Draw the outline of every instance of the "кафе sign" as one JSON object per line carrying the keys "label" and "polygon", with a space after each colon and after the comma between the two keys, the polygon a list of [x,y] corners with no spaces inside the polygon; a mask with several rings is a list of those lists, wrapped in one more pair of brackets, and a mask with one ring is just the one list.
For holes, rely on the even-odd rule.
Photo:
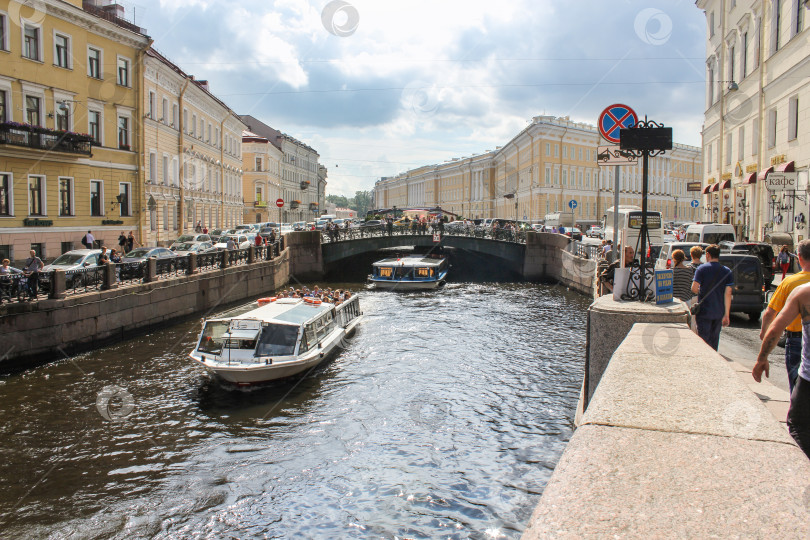
{"label": "\u043a\u0430\u0444\u0435 sign", "polygon": [[765,188],[770,191],[796,191],[798,173],[772,172],[765,178]]}

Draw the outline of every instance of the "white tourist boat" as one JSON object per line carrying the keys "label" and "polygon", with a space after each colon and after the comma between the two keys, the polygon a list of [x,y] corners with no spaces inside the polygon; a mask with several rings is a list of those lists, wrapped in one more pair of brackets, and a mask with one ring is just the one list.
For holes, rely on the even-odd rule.
{"label": "white tourist boat", "polygon": [[448,266],[447,259],[441,256],[411,255],[383,259],[372,265],[368,280],[377,289],[437,289],[445,283]]}
{"label": "white tourist boat", "polygon": [[338,306],[313,298],[263,298],[242,315],[204,321],[189,356],[240,386],[283,379],[325,360],[361,318],[356,296]]}

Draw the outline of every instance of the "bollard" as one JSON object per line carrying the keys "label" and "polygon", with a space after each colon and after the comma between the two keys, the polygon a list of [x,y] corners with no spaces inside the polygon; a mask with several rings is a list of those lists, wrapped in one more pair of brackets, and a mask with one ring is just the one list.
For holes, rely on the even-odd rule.
{"label": "bollard", "polygon": [[152,283],[157,279],[157,259],[149,257],[146,259],[146,266],[143,269],[143,282]]}
{"label": "bollard", "polygon": [[186,268],[186,274],[189,276],[197,272],[197,254],[196,253],[189,253],[188,255],[188,267]]}
{"label": "bollard", "polygon": [[220,268],[223,268],[223,269],[228,268],[229,253],[230,253],[230,251],[227,250],[227,249],[222,250],[222,259],[220,259],[220,261],[219,261],[219,267]]}
{"label": "bollard", "polygon": [[256,246],[250,246],[248,248],[248,264],[253,264],[256,262]]}
{"label": "bollard", "polygon": [[104,282],[101,284],[101,290],[107,291],[118,287],[118,280],[115,276],[115,263],[108,262],[104,265]]}
{"label": "bollard", "polygon": [[48,298],[61,300],[65,297],[65,288],[65,271],[54,270],[51,274],[51,290],[48,292]]}

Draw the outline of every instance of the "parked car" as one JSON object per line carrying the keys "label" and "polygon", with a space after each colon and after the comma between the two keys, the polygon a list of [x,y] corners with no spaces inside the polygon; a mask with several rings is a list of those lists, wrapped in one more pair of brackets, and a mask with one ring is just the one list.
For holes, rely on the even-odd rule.
{"label": "parked car", "polygon": [[705,242],[719,244],[720,242],[736,242],[737,234],[734,226],[723,223],[700,223],[689,225],[686,229],[686,242]]}
{"label": "parked car", "polygon": [[169,246],[169,249],[174,251],[175,246],[178,246],[180,244],[185,244],[185,243],[188,243],[188,242],[210,242],[210,241],[211,241],[211,237],[209,235],[203,234],[203,233],[199,233],[199,234],[181,234],[177,238],[177,240],[175,240],[174,243],[172,243],[172,245]]}
{"label": "parked car", "polygon": [[150,257],[155,257],[156,259],[168,259],[176,256],[177,255],[175,255],[174,251],[165,247],[140,247],[133,249],[121,257],[121,262],[142,263]]}
{"label": "parked car", "polygon": [[185,257],[191,253],[200,254],[216,250],[211,242],[183,242],[182,244],[174,244],[172,251],[178,257]]}
{"label": "parked car", "polygon": [[[664,244],[661,251],[658,253],[658,258],[655,260],[655,269],[666,270],[668,268],[672,268],[672,252],[678,249],[683,251],[683,254],[686,255],[686,260],[684,262],[691,262],[692,256],[689,254],[689,250],[691,250],[694,246],[700,246],[705,251],[706,248],[709,247],[709,244],[704,244],[701,242],[670,242],[669,244]],[[703,255],[700,260],[702,262],[706,262],[706,255]]]}
{"label": "parked car", "polygon": [[591,225],[585,233],[585,236],[589,238],[602,238],[602,234],[602,227],[599,225]]}
{"label": "parked car", "polygon": [[222,236],[224,232],[225,231],[223,229],[214,229],[213,231],[209,231],[208,236],[211,237],[211,243],[216,244],[219,241],[219,237]]}
{"label": "parked car", "polygon": [[765,290],[771,288],[776,268],[776,257],[773,247],[765,242],[720,242],[720,252],[742,253],[757,257],[762,263],[762,276],[765,281]]}
{"label": "parked car", "polygon": [[295,223],[292,224],[292,230],[294,231],[305,231],[306,228],[307,228],[306,221],[296,221]]}
{"label": "parked car", "polygon": [[294,232],[294,231],[293,231],[292,226],[289,223],[282,223],[281,227],[278,230],[278,234],[280,234],[280,235],[289,234],[291,232]]}
{"label": "parked car", "polygon": [[101,255],[100,249],[74,249],[58,256],[52,263],[46,264],[39,275],[39,284],[43,289],[50,287],[51,272],[63,270],[65,275],[65,286],[68,289],[76,285],[79,273],[71,273],[71,270],[80,270],[91,266],[98,266],[98,258]]}
{"label": "parked car", "polygon": [[381,228],[383,225],[384,224],[383,224],[382,220],[370,219],[370,220],[368,220],[366,222],[361,223],[360,228],[361,229],[366,229],[366,230],[374,230],[376,228]]}
{"label": "parked car", "polygon": [[745,313],[752,321],[758,321],[766,305],[759,257],[721,252],[720,264],[727,266],[734,274],[731,311]]}
{"label": "parked car", "polygon": [[576,227],[566,227],[565,236],[569,236],[574,240],[582,240],[582,231]]}
{"label": "parked car", "polygon": [[228,249],[228,239],[233,238],[236,242],[236,245],[239,249],[246,249],[249,248],[253,244],[253,240],[256,238],[256,235],[247,235],[247,234],[229,234],[224,235],[219,239],[219,242],[214,244],[214,248],[223,250]]}

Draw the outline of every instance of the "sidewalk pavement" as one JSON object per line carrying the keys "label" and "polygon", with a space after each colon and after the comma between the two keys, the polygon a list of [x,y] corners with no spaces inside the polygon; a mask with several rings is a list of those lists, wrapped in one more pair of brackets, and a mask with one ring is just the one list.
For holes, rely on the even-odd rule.
{"label": "sidewalk pavement", "polygon": [[771,384],[766,378],[762,378],[762,382],[756,382],[751,376],[751,369],[745,367],[739,362],[730,360],[723,355],[723,358],[731,365],[731,368],[740,377],[740,380],[748,386],[749,389],[762,401],[765,408],[768,409],[774,418],[776,418],[782,427],[787,430],[787,412],[790,407],[790,394],[787,390],[782,390]]}

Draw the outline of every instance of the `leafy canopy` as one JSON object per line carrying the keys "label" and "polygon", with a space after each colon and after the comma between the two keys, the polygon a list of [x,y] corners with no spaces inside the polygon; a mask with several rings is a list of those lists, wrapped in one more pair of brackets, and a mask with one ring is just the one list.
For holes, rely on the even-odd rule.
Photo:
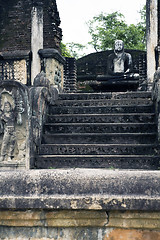
{"label": "leafy canopy", "polygon": [[61,42],[60,48],[61,48],[61,54],[62,54],[63,57],[72,57],[72,55],[71,55],[69,49],[67,48],[66,44]]}
{"label": "leafy canopy", "polygon": [[128,25],[120,12],[101,13],[93,17],[87,25],[92,41],[89,42],[96,51],[112,49],[116,39],[123,40],[125,48],[145,49],[145,7],[140,11],[141,21]]}
{"label": "leafy canopy", "polygon": [[[125,17],[120,12],[111,14],[100,13],[88,21],[88,31],[92,40],[88,43],[96,51],[104,51],[112,49],[116,39],[123,40],[125,48],[145,50],[146,45],[146,6],[144,6],[139,14],[140,22],[128,25]],[[87,49],[80,43],[61,43],[62,55],[65,57],[82,57],[84,50]]]}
※
--- Task instructions ---
What you return should match the records line for line, minus the pictures.

--- Answer section ---
Draw the outline of every instance of the "кафе sign" as one JSON object per line carrying the keys "label" and "polygon", with a space after each colon and after the comma between the two keys, the polygon a list of [x,y] corners with no spaces inside the polygon; a mask with several rings is a list of those lists, wrapped in one more pair of brackets, and a mask with one ring is just the one list.
For holes, rely on the even-odd rule.
Photo:
{"label": "\u043a\u0430\u0444\u0435 sign", "polygon": [[765,188],[770,191],[796,191],[798,173],[772,172],[765,178]]}

Draw the outline of every instance of the "white tourist boat" as one JSON object per line carrying the keys "label" and "polygon", with a space after each colon and after the comma between the two keys, the polygon a list of [x,y] corners with no spaces inside the polygon; a mask with several rings is a list of those lists, wrapped in one more pair of brackets, and a mask with one ring is just the one list.
For holes, rely on the even-odd rule.
{"label": "white tourist boat", "polygon": [[448,266],[447,259],[441,256],[411,255],[383,259],[372,265],[368,280],[377,289],[437,289],[445,283]]}
{"label": "white tourist boat", "polygon": [[338,306],[313,298],[263,298],[242,315],[204,321],[189,356],[240,386],[283,379],[325,360],[361,318],[356,296]]}

Draw the outline of every instance of the "bollard" as one JSON object per line carrying the keys "label" and "polygon", with a space after each colon and after the comma between the two keys, the polygon a list of [x,y] corners with no spaces inside the polygon; a mask with several rings is a list of those lists, wrapped in one more pair of brackets, and a mask with one ring is just the one list.
For holes, rely on the even-odd rule.
{"label": "bollard", "polygon": [[152,283],[157,279],[157,259],[149,257],[146,259],[146,266],[143,269],[143,282]]}
{"label": "bollard", "polygon": [[186,268],[186,274],[189,276],[197,272],[197,254],[196,253],[189,253],[188,255],[188,267]]}
{"label": "bollard", "polygon": [[220,268],[223,268],[223,269],[228,268],[229,253],[230,253],[230,251],[227,250],[227,249],[222,250],[222,259],[220,259],[220,261],[219,261],[219,267]]}
{"label": "bollard", "polygon": [[256,246],[250,246],[248,248],[248,264],[253,264],[256,262]]}
{"label": "bollard", "polygon": [[104,282],[101,284],[101,290],[107,291],[118,287],[118,280],[115,276],[115,263],[108,262],[104,265]]}
{"label": "bollard", "polygon": [[48,298],[61,300],[65,297],[65,288],[65,271],[54,270],[51,274],[51,290],[48,292]]}

Draw the outline of every instance of the "parked car" as one JSON object per line carrying the keys "label" and "polygon", with a space after each colon and after the comma between the two keys, the polygon a list of [x,y] corners with no spaces inside the polygon; a mask with several rings is a list of those lists, wrapped in one more pair of brackets, and a mask with one ring is just the one list.
For holes, rely on the even-odd rule.
{"label": "parked car", "polygon": [[705,242],[719,244],[720,242],[736,242],[737,234],[734,226],[723,223],[700,223],[689,225],[686,229],[686,242]]}
{"label": "parked car", "polygon": [[169,246],[169,249],[174,251],[175,246],[178,246],[180,244],[185,244],[185,243],[188,243],[188,242],[210,242],[210,241],[211,241],[211,237],[209,235],[203,234],[203,233],[199,233],[199,234],[181,234],[177,238],[177,240],[175,240],[174,243],[172,243],[172,245]]}
{"label": "parked car", "polygon": [[150,257],[155,257],[156,259],[168,259],[176,256],[177,255],[175,255],[174,251],[165,247],[140,247],[133,249],[121,257],[121,262],[142,263]]}
{"label": "parked car", "polygon": [[185,257],[191,253],[200,254],[216,250],[211,242],[183,242],[182,244],[174,244],[172,251],[178,257]]}
{"label": "parked car", "polygon": [[[664,244],[661,251],[658,253],[658,258],[655,260],[655,269],[666,270],[668,268],[672,268],[672,252],[678,249],[683,251],[683,254],[686,255],[686,260],[684,262],[691,262],[692,256],[689,254],[689,250],[691,250],[694,246],[700,246],[705,251],[706,248],[709,247],[709,244],[704,244],[701,242],[670,242],[669,244]],[[703,255],[700,260],[702,262],[706,262],[706,255]]]}
{"label": "parked car", "polygon": [[591,225],[585,233],[585,236],[589,238],[602,238],[602,234],[602,227],[599,225]]}
{"label": "parked car", "polygon": [[222,236],[224,232],[225,231],[223,229],[214,229],[213,231],[209,231],[208,236],[211,237],[211,243],[216,244],[219,241],[219,237]]}
{"label": "parked car", "polygon": [[765,290],[771,288],[776,268],[776,257],[773,247],[765,242],[720,242],[720,252],[742,253],[757,257],[762,263],[762,276],[765,281]]}
{"label": "parked car", "polygon": [[295,223],[292,224],[292,230],[294,231],[305,231],[306,228],[307,228],[306,221],[296,221]]}
{"label": "parked car", "polygon": [[294,232],[294,231],[293,231],[292,226],[289,223],[282,223],[281,227],[278,230],[278,234],[280,234],[280,235],[289,234],[291,232]]}
{"label": "parked car", "polygon": [[101,255],[100,249],[74,249],[58,256],[52,263],[46,264],[39,275],[39,284],[43,289],[50,287],[51,272],[63,270],[65,275],[65,286],[68,289],[76,285],[79,273],[71,273],[71,270],[80,270],[91,266],[98,266],[98,258]]}
{"label": "parked car", "polygon": [[381,228],[383,225],[384,224],[383,224],[382,220],[370,219],[370,220],[368,220],[366,222],[361,223],[360,228],[361,229],[366,229],[366,230],[374,230],[376,228]]}
{"label": "parked car", "polygon": [[745,313],[752,321],[758,321],[766,305],[759,257],[721,252],[720,264],[727,266],[734,274],[731,311]]}
{"label": "parked car", "polygon": [[576,227],[566,227],[565,236],[569,236],[574,240],[582,240],[582,231]]}
{"label": "parked car", "polygon": [[228,249],[228,239],[233,238],[236,242],[236,245],[239,249],[246,249],[249,248],[253,244],[253,240],[256,238],[256,235],[247,235],[247,234],[229,234],[224,235],[219,239],[219,242],[214,244],[214,248],[223,250]]}

Draw the outline of every instance of the "sidewalk pavement" as one JSON object per line carrying the keys "label" and "polygon", with a space after each colon and after the comma between the two keys, the polygon a list of [x,y] corners with no spaces inside the polygon; a mask with several rings is a list of those lists, wrapped in one more pair of brackets, and a mask with one ring is just the one list.
For holes, rely on the even-odd rule.
{"label": "sidewalk pavement", "polygon": [[771,384],[766,378],[762,378],[762,382],[756,382],[751,376],[751,369],[745,367],[739,362],[730,360],[723,355],[723,358],[731,365],[731,368],[740,377],[740,380],[748,386],[749,389],[762,401],[765,408],[768,409],[774,418],[776,418],[782,427],[787,430],[787,412],[790,407],[790,394],[787,390],[782,390]]}

Draw the outline of every instance of the `leafy canopy` as one JSON object per line carrying the keys "label" and "polygon", with a space after each colon and after the comma between the two keys, the polygon a list of [x,y] corners with no spaces inside the polygon; a mask with several rings is a list of those lists, wrapped in one more pair of brackets, and a mask with one ring is just the one list.
For holes, rely on the even-odd rule.
Photo:
{"label": "leafy canopy", "polygon": [[61,42],[60,48],[61,48],[61,54],[62,54],[63,57],[72,57],[72,55],[71,55],[69,49],[67,48],[66,44]]}
{"label": "leafy canopy", "polygon": [[128,25],[120,12],[101,13],[93,17],[87,25],[92,41],[89,42],[96,51],[112,49],[116,39],[123,40],[125,48],[145,49],[145,7],[140,11],[141,21]]}
{"label": "leafy canopy", "polygon": [[[125,17],[120,12],[111,14],[100,13],[88,21],[88,31],[92,40],[88,43],[96,51],[104,51],[112,49],[116,39],[123,40],[125,48],[145,50],[146,45],[146,6],[144,6],[139,14],[140,22],[128,25]],[[87,49],[80,43],[61,43],[62,55],[65,57],[82,57],[84,50]]]}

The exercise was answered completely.